---------- Records ----------
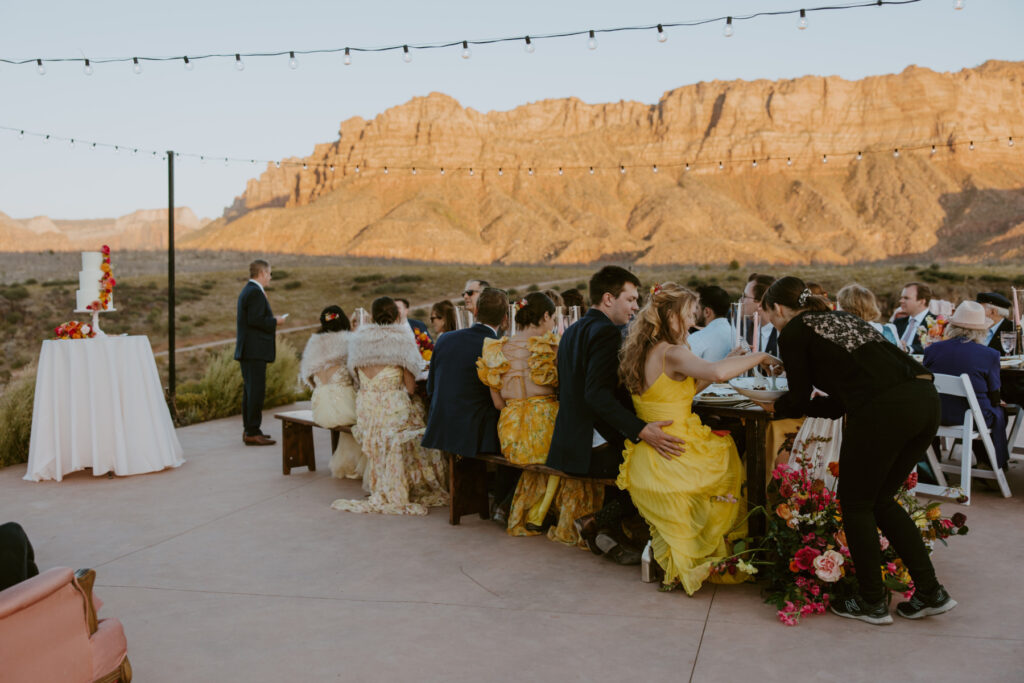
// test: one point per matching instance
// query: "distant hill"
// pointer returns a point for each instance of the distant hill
(957, 204)
(140, 229)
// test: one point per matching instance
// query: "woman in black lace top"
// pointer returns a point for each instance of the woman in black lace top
(892, 412)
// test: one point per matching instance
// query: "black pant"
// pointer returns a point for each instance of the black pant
(253, 390)
(882, 442)
(17, 561)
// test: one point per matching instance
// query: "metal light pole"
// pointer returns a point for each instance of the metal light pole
(170, 274)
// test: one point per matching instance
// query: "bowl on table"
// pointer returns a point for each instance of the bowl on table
(759, 388)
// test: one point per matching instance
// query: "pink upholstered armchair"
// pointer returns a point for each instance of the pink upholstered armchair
(49, 632)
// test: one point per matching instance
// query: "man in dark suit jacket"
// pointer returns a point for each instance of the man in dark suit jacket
(463, 418)
(254, 347)
(595, 413)
(913, 301)
(417, 326)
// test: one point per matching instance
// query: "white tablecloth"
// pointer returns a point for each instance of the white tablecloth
(99, 403)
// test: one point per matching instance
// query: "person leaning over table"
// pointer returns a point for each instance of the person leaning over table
(964, 351)
(892, 415)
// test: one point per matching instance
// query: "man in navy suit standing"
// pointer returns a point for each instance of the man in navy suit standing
(463, 418)
(254, 347)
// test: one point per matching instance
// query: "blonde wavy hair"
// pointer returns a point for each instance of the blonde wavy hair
(651, 326)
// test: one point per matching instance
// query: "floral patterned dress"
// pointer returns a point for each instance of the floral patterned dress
(402, 477)
(524, 429)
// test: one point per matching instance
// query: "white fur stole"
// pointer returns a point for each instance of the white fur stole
(384, 345)
(324, 350)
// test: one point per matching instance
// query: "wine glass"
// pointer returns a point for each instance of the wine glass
(1009, 341)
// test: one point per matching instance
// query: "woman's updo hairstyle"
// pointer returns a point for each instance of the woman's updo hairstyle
(384, 311)
(530, 309)
(652, 325)
(333, 318)
(793, 293)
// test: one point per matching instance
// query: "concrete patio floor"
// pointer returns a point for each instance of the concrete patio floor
(226, 570)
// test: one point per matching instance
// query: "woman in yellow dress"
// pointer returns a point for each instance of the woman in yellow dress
(522, 374)
(691, 503)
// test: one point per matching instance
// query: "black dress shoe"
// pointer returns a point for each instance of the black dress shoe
(586, 526)
(620, 554)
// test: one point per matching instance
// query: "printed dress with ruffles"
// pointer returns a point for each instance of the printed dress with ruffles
(692, 503)
(524, 428)
(402, 477)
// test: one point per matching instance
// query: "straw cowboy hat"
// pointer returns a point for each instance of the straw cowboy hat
(971, 315)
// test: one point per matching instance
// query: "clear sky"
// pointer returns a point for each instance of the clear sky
(270, 112)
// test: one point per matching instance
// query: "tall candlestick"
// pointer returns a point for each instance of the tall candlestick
(757, 332)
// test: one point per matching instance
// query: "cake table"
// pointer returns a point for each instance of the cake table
(99, 404)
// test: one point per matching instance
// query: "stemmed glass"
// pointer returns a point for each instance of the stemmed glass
(1009, 341)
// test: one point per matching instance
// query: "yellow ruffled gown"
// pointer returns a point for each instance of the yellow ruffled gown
(692, 502)
(524, 429)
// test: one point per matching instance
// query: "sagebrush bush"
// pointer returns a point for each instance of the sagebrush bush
(15, 418)
(218, 394)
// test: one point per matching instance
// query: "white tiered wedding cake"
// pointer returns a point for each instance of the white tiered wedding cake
(88, 282)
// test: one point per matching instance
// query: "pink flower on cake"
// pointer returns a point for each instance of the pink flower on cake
(828, 566)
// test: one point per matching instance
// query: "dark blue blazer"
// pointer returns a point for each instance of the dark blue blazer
(589, 394)
(901, 324)
(463, 418)
(255, 326)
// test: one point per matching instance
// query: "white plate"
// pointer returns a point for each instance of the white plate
(751, 387)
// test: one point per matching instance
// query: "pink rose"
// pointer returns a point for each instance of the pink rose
(805, 557)
(827, 566)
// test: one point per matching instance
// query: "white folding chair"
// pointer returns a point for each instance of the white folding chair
(964, 435)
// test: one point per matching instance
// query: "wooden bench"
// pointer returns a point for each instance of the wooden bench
(297, 439)
(468, 482)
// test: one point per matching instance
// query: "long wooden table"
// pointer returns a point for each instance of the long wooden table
(756, 422)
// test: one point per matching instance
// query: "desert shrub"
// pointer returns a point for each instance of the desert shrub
(15, 419)
(218, 394)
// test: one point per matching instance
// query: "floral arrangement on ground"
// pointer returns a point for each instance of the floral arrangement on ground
(803, 558)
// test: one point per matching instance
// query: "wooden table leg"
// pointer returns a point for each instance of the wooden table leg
(757, 455)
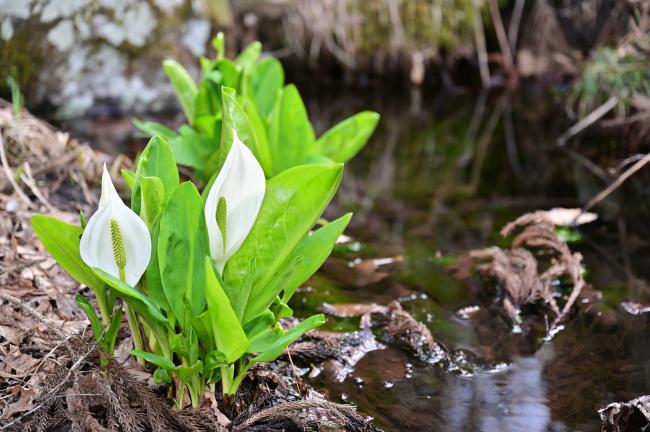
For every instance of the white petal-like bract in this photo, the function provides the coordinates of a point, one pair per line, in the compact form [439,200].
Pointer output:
[240,185]
[115,233]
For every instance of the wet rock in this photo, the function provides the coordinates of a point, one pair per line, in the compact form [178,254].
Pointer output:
[626,416]
[100,51]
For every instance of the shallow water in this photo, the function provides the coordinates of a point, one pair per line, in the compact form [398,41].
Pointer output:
[440,177]
[434,183]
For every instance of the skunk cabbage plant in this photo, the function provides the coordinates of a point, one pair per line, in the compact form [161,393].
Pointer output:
[272,116]
[233,202]
[205,278]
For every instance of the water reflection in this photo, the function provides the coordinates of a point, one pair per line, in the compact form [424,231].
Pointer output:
[445,178]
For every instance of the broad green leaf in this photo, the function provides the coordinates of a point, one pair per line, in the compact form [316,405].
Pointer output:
[132,296]
[208,100]
[182,248]
[219,44]
[214,360]
[248,57]
[203,328]
[62,242]
[161,375]
[153,200]
[314,250]
[281,308]
[266,81]
[343,141]
[95,324]
[234,117]
[294,200]
[228,333]
[192,148]
[242,293]
[152,129]
[256,122]
[262,332]
[154,285]
[154,359]
[157,160]
[187,372]
[281,344]
[231,73]
[291,136]
[184,85]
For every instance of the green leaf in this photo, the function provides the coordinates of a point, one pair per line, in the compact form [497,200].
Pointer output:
[228,334]
[230,71]
[62,242]
[110,337]
[132,296]
[155,359]
[343,141]
[153,199]
[129,178]
[154,285]
[275,349]
[203,328]
[152,129]
[157,160]
[184,86]
[95,324]
[293,201]
[161,375]
[314,250]
[262,332]
[291,136]
[192,148]
[248,57]
[281,309]
[214,360]
[182,248]
[208,101]
[234,117]
[266,81]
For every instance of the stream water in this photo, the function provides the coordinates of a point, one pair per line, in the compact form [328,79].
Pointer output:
[440,177]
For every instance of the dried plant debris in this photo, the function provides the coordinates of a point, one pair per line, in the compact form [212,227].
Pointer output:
[49,374]
[626,416]
[80,396]
[313,413]
[533,267]
[396,326]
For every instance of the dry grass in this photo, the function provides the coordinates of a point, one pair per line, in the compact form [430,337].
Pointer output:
[530,269]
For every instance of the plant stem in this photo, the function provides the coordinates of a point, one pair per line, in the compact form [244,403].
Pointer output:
[227,374]
[132,318]
[104,307]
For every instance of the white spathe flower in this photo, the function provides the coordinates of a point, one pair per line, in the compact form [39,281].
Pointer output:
[233,202]
[116,240]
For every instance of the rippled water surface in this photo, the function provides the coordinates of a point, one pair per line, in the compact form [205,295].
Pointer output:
[440,177]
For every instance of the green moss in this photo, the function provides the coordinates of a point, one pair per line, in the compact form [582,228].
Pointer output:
[21,57]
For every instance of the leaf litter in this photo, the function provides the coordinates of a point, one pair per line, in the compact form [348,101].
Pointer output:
[49,373]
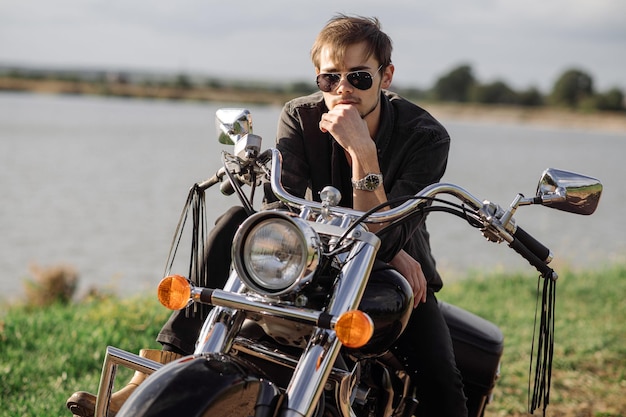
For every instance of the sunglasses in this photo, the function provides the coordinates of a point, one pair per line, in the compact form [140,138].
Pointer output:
[361,80]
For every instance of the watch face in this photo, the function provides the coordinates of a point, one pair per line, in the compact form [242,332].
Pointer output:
[372,182]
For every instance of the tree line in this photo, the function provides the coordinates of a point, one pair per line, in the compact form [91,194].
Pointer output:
[573,89]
----------
▸ Request: Without the pictures, repeat exactly the lines running from the line containing "For every instance of the rippled" through the end of the data, both ends included.

▸ Response to this task:
For every instance of the rippled water surface in this photo, the function provides the coordinates of a point, one pair per line, in the compact form [205,295].
Pointer output:
[440,177]
For every instance of the green moss in this photo, the function provides the coordinates of a point, one pair per line, in the compact form [582,228].
Pointer output:
[21,57]
For every instance of the leaf litter in this photo, the function provides the coordinates of a point, one pair per line, in the compact form [348,101].
Pointer output:
[49,373]
For every instance of the sunglasses in this photo, the function provides the coordinates of a point, one pair per line, in the compact form [140,138].
Pointer output:
[361,80]
For every instance of the watch face in this photo, the function provides the coordinates of a point, one pair per line, in the compact form [242,332].
Pointer output:
[372,182]
For every instance of the tree line in this photo, the function provides the coordinates of a point, one pair per line, in the compact form [91,194].
Pointer output:
[573,89]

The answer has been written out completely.